---------- EXCERPT PROVIDED ----------

Features
Twickets Founder Richard Davies On The Need For Ethical Ticket Resale
There are a few ticketing companies out there recognizing the need to resell your ticket while making sure no one get ripped off in the process. Resale activity has reached a peak, now that events are returning, and postponed shows are finally going ahead. But the new dates for those shows may not work for some fans, who’ll be happy to pass their ticket on to other fans who went away empty handed during the original on sale.
Most will be happy to get the money they originally spent back in full, i.e. including booking fees, they’re not out to make a profit. That’s where capped resale platforms come in. Twickets is one of them, allowing fans to resell their tickets at the original face-value price. Adding booking fees paid by the original buyer on top of that is optional.
The year before the pandemic, Twickets supplied ticketing services for some 25,000 different events across all genres, from concerts to sports to venues. That number is guaranteed to increase, now that the industry’s returning in addition to a huge backlog of events that couldn’t take place in 2020/2021, Twickets founder Richard Davies told Pollstar.
He said ticket buyers were very aware that there were face-value resale platforms out there. “If you strip out the professional brokers, the touts, and you look at genuine fans, more people are now listing on capped platforms than on uncapped platforms,” he said.

----------

- WORK INSTRUCTIONS
1 > List every proper name of a company, person, or publication in the article on Twickets and ethical ticket resale.
2 > Pick up the article on Twickets and ethical ticket resale after its last sentence and write the next few paragraphs.

---------- SUPPLIED INFORMATION ----------

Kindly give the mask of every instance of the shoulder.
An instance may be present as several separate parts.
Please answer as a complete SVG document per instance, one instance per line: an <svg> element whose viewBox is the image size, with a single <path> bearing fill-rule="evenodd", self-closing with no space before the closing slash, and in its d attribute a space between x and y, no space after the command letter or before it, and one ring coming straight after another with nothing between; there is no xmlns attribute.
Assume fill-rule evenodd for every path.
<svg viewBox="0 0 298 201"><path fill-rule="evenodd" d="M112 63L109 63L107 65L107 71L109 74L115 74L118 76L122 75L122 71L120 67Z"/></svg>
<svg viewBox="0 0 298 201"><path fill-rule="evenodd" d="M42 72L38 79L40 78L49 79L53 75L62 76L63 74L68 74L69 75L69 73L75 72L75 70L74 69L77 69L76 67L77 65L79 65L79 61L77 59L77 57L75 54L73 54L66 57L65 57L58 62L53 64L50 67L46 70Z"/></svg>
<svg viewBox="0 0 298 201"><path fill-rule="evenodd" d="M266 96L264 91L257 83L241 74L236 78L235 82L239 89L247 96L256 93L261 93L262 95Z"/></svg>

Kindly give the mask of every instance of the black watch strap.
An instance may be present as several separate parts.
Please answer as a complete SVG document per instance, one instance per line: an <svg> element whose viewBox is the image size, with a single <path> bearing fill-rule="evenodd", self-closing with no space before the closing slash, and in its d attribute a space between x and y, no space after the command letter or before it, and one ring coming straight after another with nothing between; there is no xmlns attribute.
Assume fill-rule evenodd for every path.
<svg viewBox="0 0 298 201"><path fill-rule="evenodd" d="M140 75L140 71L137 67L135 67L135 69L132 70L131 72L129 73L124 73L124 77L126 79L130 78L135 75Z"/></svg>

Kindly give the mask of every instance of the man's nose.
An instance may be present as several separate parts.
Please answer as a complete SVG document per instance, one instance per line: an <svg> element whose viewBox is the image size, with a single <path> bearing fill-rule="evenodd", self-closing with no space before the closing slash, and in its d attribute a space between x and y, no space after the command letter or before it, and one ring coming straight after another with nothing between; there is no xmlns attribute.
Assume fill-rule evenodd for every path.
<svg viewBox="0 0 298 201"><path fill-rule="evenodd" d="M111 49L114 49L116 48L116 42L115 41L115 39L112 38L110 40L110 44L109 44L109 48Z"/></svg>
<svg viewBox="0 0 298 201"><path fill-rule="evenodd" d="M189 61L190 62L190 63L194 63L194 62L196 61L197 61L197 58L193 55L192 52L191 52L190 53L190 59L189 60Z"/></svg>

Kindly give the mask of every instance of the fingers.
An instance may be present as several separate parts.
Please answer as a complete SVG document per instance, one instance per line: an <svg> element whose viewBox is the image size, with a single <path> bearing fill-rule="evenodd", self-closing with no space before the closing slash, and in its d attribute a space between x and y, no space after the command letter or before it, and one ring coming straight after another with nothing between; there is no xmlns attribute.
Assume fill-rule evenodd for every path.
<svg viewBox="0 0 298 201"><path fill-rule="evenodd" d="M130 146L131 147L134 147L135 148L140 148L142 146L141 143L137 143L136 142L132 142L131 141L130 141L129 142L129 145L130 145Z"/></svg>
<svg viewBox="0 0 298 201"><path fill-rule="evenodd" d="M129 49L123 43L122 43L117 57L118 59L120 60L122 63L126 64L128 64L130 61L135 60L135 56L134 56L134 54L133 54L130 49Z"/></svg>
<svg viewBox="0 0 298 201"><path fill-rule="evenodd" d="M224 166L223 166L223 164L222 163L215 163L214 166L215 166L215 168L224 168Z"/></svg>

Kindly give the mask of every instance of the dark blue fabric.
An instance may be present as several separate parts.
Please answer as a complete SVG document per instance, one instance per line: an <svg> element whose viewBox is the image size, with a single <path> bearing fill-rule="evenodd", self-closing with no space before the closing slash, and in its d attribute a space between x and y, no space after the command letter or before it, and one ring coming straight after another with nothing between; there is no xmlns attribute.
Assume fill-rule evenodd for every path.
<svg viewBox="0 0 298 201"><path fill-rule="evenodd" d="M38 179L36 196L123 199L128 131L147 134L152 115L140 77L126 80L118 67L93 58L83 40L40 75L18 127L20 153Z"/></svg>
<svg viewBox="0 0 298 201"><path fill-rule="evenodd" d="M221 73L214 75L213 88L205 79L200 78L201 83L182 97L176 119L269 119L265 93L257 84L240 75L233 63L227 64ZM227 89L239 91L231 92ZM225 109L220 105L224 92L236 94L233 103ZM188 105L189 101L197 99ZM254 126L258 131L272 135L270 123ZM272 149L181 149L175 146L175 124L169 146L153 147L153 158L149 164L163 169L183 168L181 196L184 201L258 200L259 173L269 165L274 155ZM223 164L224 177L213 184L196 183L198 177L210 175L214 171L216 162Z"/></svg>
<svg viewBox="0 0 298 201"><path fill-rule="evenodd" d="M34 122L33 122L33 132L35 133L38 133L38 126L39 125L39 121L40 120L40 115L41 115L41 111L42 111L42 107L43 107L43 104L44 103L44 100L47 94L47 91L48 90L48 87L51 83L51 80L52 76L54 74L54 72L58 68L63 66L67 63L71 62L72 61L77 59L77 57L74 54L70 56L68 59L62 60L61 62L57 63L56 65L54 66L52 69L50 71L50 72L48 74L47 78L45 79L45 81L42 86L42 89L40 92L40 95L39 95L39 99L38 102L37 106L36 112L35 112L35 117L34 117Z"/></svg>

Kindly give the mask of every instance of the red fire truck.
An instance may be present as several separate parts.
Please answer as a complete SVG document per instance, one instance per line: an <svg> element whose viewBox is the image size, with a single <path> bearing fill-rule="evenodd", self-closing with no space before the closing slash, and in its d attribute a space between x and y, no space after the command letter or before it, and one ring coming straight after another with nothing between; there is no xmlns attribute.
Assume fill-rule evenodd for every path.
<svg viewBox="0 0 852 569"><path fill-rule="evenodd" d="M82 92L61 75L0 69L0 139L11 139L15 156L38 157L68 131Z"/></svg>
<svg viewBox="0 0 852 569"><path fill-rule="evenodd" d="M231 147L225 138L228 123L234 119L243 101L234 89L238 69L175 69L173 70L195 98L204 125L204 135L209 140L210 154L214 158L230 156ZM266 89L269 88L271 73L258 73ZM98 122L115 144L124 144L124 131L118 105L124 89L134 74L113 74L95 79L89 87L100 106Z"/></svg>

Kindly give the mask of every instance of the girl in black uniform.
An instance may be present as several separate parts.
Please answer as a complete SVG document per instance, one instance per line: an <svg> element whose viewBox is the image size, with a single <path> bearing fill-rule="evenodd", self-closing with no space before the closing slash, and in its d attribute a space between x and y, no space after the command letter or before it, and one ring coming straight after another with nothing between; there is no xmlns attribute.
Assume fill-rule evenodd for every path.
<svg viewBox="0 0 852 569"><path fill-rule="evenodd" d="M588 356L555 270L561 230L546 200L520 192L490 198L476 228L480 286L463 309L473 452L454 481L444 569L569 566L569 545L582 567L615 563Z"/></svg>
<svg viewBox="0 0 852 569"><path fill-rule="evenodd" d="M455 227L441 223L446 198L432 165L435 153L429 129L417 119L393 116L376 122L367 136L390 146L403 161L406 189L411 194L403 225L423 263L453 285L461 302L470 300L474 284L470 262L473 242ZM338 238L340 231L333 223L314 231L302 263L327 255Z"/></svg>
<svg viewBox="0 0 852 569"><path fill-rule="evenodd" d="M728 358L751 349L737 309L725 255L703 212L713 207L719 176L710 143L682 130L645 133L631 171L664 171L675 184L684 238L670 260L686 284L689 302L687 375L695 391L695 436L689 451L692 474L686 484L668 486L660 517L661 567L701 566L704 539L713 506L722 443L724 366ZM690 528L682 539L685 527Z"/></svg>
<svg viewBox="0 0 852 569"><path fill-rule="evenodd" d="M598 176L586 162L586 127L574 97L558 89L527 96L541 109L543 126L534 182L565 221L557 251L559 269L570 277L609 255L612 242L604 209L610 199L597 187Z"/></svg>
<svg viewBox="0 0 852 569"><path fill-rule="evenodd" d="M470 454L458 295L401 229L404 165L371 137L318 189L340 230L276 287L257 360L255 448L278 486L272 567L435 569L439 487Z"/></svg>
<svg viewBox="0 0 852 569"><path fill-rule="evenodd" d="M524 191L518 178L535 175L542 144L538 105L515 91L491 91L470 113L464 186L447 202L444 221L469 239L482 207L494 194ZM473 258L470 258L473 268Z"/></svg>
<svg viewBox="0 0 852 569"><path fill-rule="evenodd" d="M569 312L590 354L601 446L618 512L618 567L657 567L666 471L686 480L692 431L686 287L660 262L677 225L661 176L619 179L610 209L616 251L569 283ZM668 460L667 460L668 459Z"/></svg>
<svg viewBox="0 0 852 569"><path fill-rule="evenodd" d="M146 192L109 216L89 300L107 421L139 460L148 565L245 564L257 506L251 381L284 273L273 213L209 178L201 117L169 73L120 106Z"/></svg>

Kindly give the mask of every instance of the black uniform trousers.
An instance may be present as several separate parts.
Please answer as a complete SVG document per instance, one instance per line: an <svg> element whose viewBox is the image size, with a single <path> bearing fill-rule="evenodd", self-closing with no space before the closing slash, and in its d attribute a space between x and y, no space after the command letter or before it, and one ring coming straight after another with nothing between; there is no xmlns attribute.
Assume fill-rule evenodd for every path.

----------

- ANSWERS IN ORDER
1 > Twickets, Richard Davies, Pollstar

2 >
Twickets own data on all key market players shows that the for-profit secondary platforms are being regularly outperformed by those capping the resale price. In addition the data shows that of all the ethical platforms, including those of the primary ticket retailers, Twickets is the most popular destination.
Twickets offers an alert system for fans who came away empty-handed in the onsale. It alerts them via email or push notification as soon as tickets become available from fans, who cannot make the event in question after all. The second option is for buyers to make below-face-value offers for a ticket. Sellers will accept once they determine that they won’t get more for it.
The need for ethical resale is particularly high after these past two years of restrictions. Many people have been holding on to their tickets even as events got postponed multiple times. It’s no surprise that there’ll be many who cannot make the new dates. According to Davies, resale activity was “really reaching a crescendo, and has demonstrated the value of resale more than any other time in our history.”